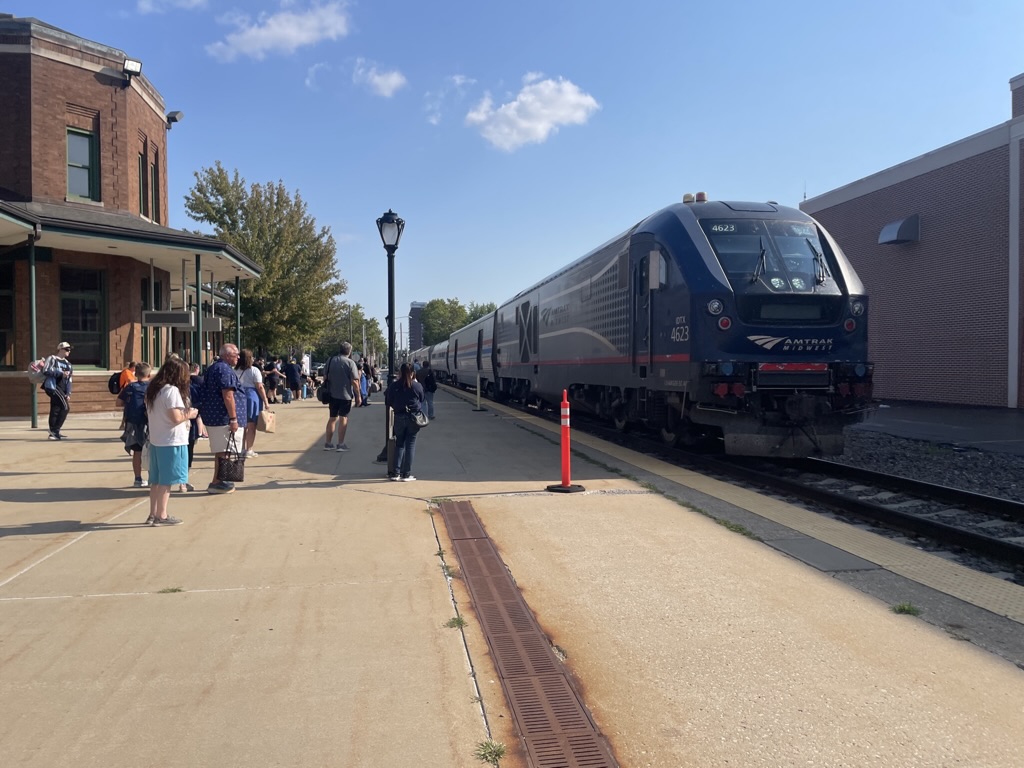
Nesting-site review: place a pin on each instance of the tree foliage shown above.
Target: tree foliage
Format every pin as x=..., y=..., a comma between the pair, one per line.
x=297, y=296
x=349, y=327
x=440, y=317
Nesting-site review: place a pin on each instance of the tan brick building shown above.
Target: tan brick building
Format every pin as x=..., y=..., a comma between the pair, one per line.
x=84, y=246
x=937, y=241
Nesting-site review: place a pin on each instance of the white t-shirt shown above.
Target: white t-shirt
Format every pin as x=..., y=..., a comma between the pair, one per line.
x=251, y=377
x=162, y=430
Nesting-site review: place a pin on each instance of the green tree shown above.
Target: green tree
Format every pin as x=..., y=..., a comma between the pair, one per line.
x=297, y=296
x=475, y=311
x=440, y=317
x=349, y=327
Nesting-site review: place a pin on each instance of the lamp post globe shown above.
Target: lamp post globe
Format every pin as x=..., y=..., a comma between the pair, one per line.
x=390, y=227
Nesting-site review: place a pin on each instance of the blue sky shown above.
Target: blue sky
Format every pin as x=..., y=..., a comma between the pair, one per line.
x=515, y=136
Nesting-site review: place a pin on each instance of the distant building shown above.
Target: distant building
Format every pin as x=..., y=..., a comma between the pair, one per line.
x=84, y=245
x=937, y=242
x=416, y=325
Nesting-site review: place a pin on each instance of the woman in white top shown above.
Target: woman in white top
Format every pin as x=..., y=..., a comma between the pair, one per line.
x=252, y=382
x=169, y=411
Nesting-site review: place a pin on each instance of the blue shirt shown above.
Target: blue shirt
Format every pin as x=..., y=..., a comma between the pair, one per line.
x=221, y=376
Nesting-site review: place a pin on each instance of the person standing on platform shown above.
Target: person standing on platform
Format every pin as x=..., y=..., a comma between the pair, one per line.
x=342, y=380
x=223, y=410
x=252, y=384
x=134, y=418
x=57, y=385
x=426, y=378
x=406, y=396
x=293, y=375
x=169, y=416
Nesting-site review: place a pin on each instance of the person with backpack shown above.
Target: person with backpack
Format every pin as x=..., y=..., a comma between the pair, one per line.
x=118, y=381
x=57, y=386
x=426, y=377
x=136, y=423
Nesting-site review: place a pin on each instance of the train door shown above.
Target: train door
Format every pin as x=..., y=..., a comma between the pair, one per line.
x=646, y=279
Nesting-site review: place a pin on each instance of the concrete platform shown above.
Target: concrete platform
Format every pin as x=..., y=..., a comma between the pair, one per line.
x=309, y=626
x=997, y=429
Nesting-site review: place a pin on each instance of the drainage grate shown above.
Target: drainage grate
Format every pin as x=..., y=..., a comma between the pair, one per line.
x=462, y=522
x=557, y=730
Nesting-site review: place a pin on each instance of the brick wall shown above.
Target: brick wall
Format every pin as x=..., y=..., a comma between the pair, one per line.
x=124, y=291
x=938, y=307
x=15, y=135
x=62, y=96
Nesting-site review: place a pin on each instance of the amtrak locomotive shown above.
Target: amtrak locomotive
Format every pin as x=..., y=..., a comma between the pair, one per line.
x=742, y=323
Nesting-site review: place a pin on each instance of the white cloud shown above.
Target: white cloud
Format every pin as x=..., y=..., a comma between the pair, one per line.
x=535, y=114
x=453, y=87
x=282, y=33
x=312, y=72
x=384, y=83
x=159, y=6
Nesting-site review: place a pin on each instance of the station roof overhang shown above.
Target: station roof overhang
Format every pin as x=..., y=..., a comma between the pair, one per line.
x=67, y=227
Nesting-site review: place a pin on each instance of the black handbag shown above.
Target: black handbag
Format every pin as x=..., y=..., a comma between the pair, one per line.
x=231, y=467
x=324, y=393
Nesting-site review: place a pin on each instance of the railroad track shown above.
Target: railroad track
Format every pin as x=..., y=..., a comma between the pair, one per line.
x=982, y=525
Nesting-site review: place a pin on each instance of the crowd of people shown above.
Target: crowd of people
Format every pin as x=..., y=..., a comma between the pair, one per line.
x=165, y=412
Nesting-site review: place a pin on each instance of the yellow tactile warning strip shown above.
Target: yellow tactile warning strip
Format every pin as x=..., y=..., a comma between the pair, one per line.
x=996, y=595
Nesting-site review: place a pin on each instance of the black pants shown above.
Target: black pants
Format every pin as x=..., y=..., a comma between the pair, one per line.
x=58, y=412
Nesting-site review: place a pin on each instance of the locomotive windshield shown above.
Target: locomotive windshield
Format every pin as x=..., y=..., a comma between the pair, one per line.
x=783, y=256
x=771, y=264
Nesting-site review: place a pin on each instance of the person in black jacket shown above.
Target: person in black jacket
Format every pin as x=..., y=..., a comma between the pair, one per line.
x=406, y=396
x=57, y=386
x=426, y=377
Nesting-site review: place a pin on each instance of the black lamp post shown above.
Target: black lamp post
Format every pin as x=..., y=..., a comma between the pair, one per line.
x=390, y=227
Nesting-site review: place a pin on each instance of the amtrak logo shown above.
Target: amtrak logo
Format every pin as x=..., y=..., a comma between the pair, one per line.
x=790, y=344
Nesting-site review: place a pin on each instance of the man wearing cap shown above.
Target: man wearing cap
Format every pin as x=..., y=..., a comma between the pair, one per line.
x=57, y=386
x=223, y=412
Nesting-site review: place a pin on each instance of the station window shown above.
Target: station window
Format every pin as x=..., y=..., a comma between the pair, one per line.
x=83, y=165
x=83, y=314
x=155, y=189
x=143, y=187
x=6, y=314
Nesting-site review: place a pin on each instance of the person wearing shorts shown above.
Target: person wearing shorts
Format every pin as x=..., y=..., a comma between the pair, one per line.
x=168, y=416
x=342, y=380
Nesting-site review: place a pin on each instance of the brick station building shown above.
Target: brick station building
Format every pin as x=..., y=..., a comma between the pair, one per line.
x=84, y=245
x=937, y=241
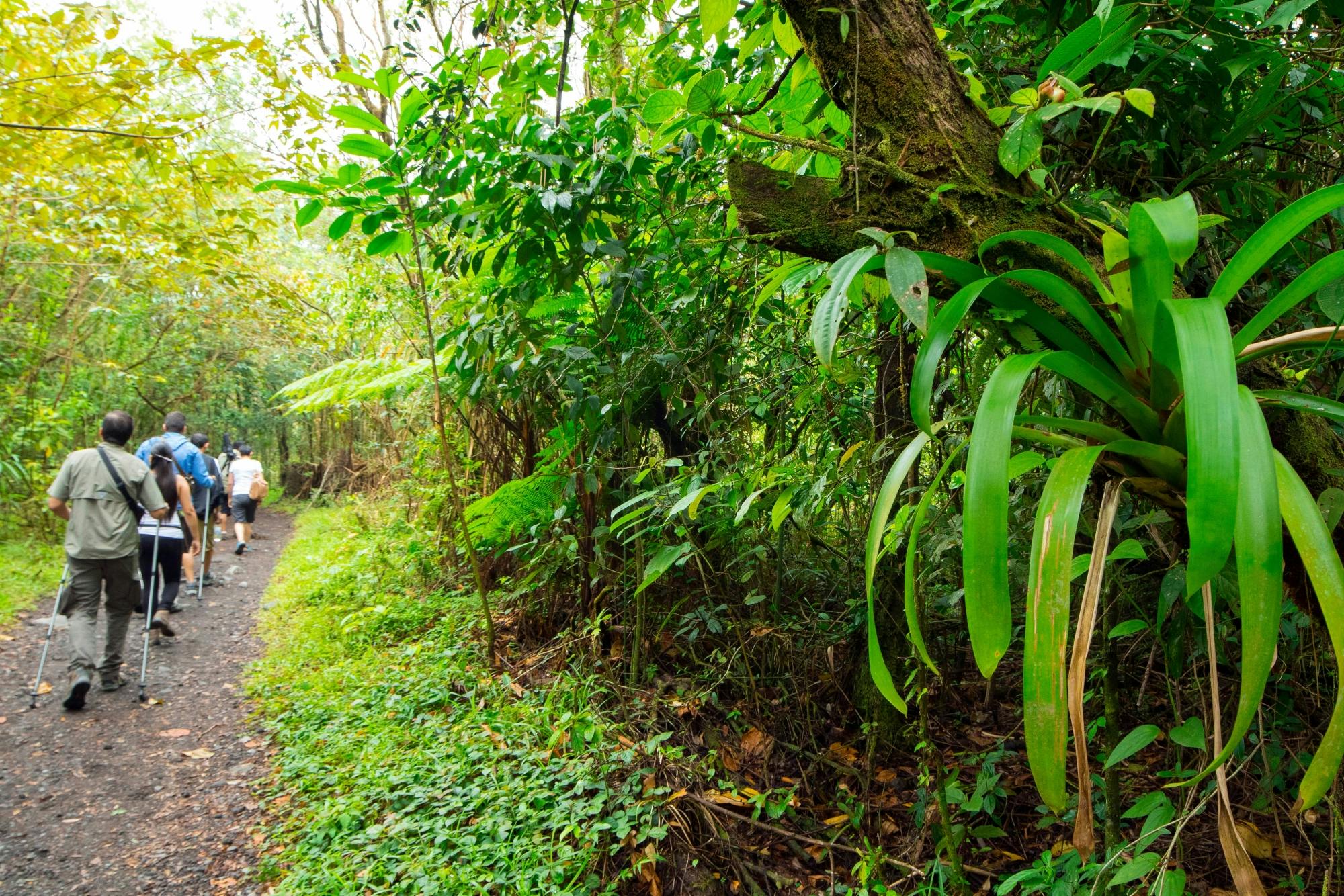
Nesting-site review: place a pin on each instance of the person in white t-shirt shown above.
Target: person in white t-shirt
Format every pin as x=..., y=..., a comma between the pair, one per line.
x=243, y=474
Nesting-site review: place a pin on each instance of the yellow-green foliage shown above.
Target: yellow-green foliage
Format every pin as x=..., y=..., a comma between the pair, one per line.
x=408, y=765
x=30, y=570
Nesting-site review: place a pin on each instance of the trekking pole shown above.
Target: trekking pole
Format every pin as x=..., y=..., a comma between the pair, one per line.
x=52, y=627
x=150, y=609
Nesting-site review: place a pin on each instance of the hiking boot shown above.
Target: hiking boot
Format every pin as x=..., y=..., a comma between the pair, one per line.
x=161, y=624
x=80, y=684
x=115, y=682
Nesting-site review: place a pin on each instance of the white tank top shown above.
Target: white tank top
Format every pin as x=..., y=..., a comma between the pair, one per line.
x=171, y=527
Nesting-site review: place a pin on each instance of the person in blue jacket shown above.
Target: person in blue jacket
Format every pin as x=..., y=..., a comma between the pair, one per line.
x=189, y=456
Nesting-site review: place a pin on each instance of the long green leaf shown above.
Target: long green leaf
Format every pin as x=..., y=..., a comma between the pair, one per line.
x=1011, y=300
x=1198, y=349
x=1053, y=244
x=1327, y=271
x=1069, y=299
x=1045, y=671
x=1272, y=237
x=1088, y=429
x=831, y=310
x=986, y=519
x=1091, y=366
x=1260, y=569
x=1327, y=573
x=888, y=496
x=1115, y=393
x=1316, y=405
x=913, y=629
x=1162, y=236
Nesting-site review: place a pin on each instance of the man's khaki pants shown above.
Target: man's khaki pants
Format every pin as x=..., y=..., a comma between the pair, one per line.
x=120, y=578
####################
Please hand back every entry above exactly, with no images in the copy.

Nesting-site review: place a pin on each instance of the tree foliage shown above.
Target: tree foliage
Format every pin as x=..., y=..., a comma between the pair, one per line.
x=297, y=296
x=349, y=327
x=440, y=317
Nesting-site review: place a pin on each instance of the tan brick building shown above.
Target: tan brick building
Format every pin as x=..., y=..., a comma between the pair, one per line.
x=84, y=246
x=937, y=241
Nesting-site review: place a pin on each instance of the white t-shirt shown above.
Target: white t-shirt
Format every pin as x=..., y=..., a comma between the pair, one per line.
x=251, y=377
x=162, y=430
Nesting-site review: place a pin on each instance of the green tree shown above.
Target: green tree
Format every pin as x=..., y=..., a comma between the pair, one per line.
x=297, y=296
x=475, y=311
x=440, y=317
x=349, y=327
Nesting-site review: place a pin on each instance of the lamp post globe shown above.
Target: lamp post globe
Format every pin as x=..., y=..., a comma between the pair, one per line.
x=390, y=227
Nesting-site review: place a pin on each instance of the blue sky shown above.
Target: blue sky
Format every pin as x=..., y=..., a comma between the pair, one per line.
x=515, y=136
Nesting-site review: place a pin on each instance of the distant building shown above.
Target: distant building
Format every pin as x=..., y=..., a comma between the pair, one per line.
x=84, y=245
x=937, y=242
x=416, y=325
Nesting-site review: place a pin on each instance of the woman in white top shown above.
Target: woman in white top
Format every pin as x=..., y=..., a comma between the pair, one per line.
x=252, y=382
x=169, y=411
Nesting-site review: place a pin on each instance of the blue shirt shown above.
Target: blue shirt
Format every pin as x=..., y=..., a comma between the pair, one per line.
x=221, y=376
Nesting-site review: place a pin on each instance of the person standing on platform shown above.
Target: person standing on platform
Format every pin as x=..., y=..., a comma between the pair, one per line.
x=342, y=380
x=223, y=410
x=252, y=384
x=134, y=418
x=57, y=385
x=426, y=378
x=406, y=396
x=293, y=375
x=169, y=416
Nesting-site review: place a pin on each instance of the person with backpack shown above.
Target: person with backpack
Format every pin as x=..., y=..., a comma between the pair, one per line.
x=118, y=381
x=57, y=386
x=426, y=377
x=136, y=423
Nesting-site review: place a pin on each instance of the train door shown above.
Target: train door
Format every pin as x=..., y=..., a comma between the pair, one per line.
x=646, y=279
Nesting-site review: place a pin on each instance of the concrete platform shown above.
Target: concrete platform
Format every pin as x=..., y=..., a comma between the pair, one per line.
x=309, y=626
x=997, y=429
Nesting-site review: place a pin on each instance of the drainage grate shown above.
Target: drainage grate
Format every pin as x=..., y=..., a comma between the pair, one per line.
x=462, y=522
x=557, y=730
Nesting-site review: place a pin on each instance of the brick wall shown above.
Target: brick wall
Format every pin as x=..., y=..., a comma between the pair, one per line.
x=124, y=291
x=938, y=307
x=15, y=135
x=62, y=96
Nesting-site review: place a pin on each instance of the amtrak locomotive shown above.
Target: amtrak locomotive
Format every pin as x=..., y=..., a comma between the pair, one per line.
x=742, y=323
Nesting-site review: place a pin on each instance of the white cloud shown above.
Target: white cloud
Format every pin as x=..., y=..., a comma between the pair, one per line.
x=535, y=114
x=453, y=87
x=282, y=33
x=312, y=72
x=384, y=83
x=159, y=6
Nesting-site review: place a pin on each instance of the station roof overhang shown above.
Target: station roof overhang
Format every pin as x=..., y=..., a comma between the pair, one per line.
x=67, y=227
Nesting-site review: place a pin on each instance of the black handbag shown above.
Target: black handbag
Format every pin as x=..., y=..., a comma between the pair, one per line.
x=231, y=467
x=324, y=393
Nesting-site review: place a pin on each instance of the railroad track shown above.
Target: railroad track
Format every pin as x=..., y=..., a comma between the pair, one per line.
x=982, y=525
Nesting-site review: place a pin on each instance of the crowd of people shown above.
Target: crowd of people
Format every pin as x=..., y=..., a comma between the pair, one per line.
x=165, y=412
Nesting-site review: place a pin on each instance of the yellow tactile warning strip shown above.
Target: yellow tactile warning strip
Format every pin as x=..., y=..., a comma between the pair, one per line.
x=996, y=595
Nesting-site review: place a pin on each instance of the black pants shown above.
Target: black pants
Format every pin as x=..., y=..., a comma between the pair, one per line.
x=58, y=412
Nesting-site review: place a pin on each instance of the locomotive windshield shown above.
Target: locomotive windshield
Format every pin as x=..., y=..., a comma between the pair, one per line.
x=783, y=256
x=771, y=264
Nesting-site review: place a pin on each instance of the person in black jacket shown above.
Target: person in black jacket
Format every pin as x=..., y=..., a comma between the pair, one per line.
x=406, y=396
x=57, y=386
x=426, y=377
Nesting-site review: place a pin on each instance of the black lamp post shown above.
Target: black lamp post
Format every pin as x=..., y=..., a comma between the pair, one per line.
x=390, y=227
Nesting-site review: place a pin on each instance of the amtrak logo shown above.
Target: amtrak logo
Format every pin as x=..., y=..., a comma between the pair, one per line.
x=790, y=344
Nesting-site review: place a pin on each instance of the man wearing cap shown above.
Target: man wearing cap
Format every pin as x=..., y=..., a comma between the pair, one per line.
x=57, y=386
x=223, y=412
Nesting-site review: place a pin on each instance of the station window shown above.
Target: station window
Format every pin as x=..., y=..., a comma between the pair, one per line.
x=83, y=165
x=83, y=314
x=155, y=189
x=143, y=187
x=6, y=314
Nesting-site review: place a pin on each instance of the person wearing shorts shown above.
Target: person wearing shorts
Format every pin as x=..., y=..., a comma between the pair, one per line.
x=168, y=416
x=342, y=380
Nesting-site review: place a pin on each instance of the brick station building shown above.
Target: brick station building
Format every pin as x=..., y=..., a comma between the pair, one per line.
x=84, y=245
x=937, y=241
Nesting-site review: place a pin on each instance of the person in white t-shirt shown above.
Target: person in white t-shirt
Format every pin as x=..., y=..., a comma between the pair, one per line.
x=243, y=474
Nesting-site review: place a pin on each instance of the yellow-green foliage shown above.
Target: yellow-green foliage
Format every pin as x=..., y=..., a comma between the pair, one per line.
x=408, y=765
x=30, y=570
Nesting-site review: place a pin on each instance of the trekking pole shown above.
Target: trekking pole
Format every pin as x=..., y=..., a comma between the pair, one per line.
x=52, y=627
x=150, y=609
Nesting-site review: place a pin on each instance of the hiking boot shown above.
Target: hiking boot
Format every pin as x=..., y=..., a comma between the pair, one per line.
x=161, y=624
x=80, y=684
x=115, y=682
Nesting-site review: place a pin on each instance of the white tank top shown above.
Target: white tank top
Format every pin as x=..., y=..., a comma between the pair, one per line.
x=171, y=527
Nesting-site review: place a pin on each instance of the person in blue jacket shown above.
Target: person in blue jacket
Format every pin as x=..., y=..., a comma between the pair, one per line.
x=189, y=456
Nesting-site review: place a pin on each instance of the long green leaf shown above.
Target: long green leaf
Format every pin as x=..., y=..., a comma between the pair, one per line.
x=1011, y=300
x=1198, y=349
x=1053, y=244
x=1327, y=271
x=1069, y=299
x=1045, y=671
x=1272, y=237
x=1088, y=429
x=831, y=310
x=986, y=519
x=1091, y=366
x=1260, y=569
x=1327, y=573
x=888, y=496
x=1115, y=393
x=1316, y=405
x=913, y=629
x=1162, y=236
Nesting-site review: place a pin on each instance of the man's khaki pants shown above.
Target: man's khaki pants
Format every pin as x=..., y=..., a comma between the pair, one per line.
x=120, y=578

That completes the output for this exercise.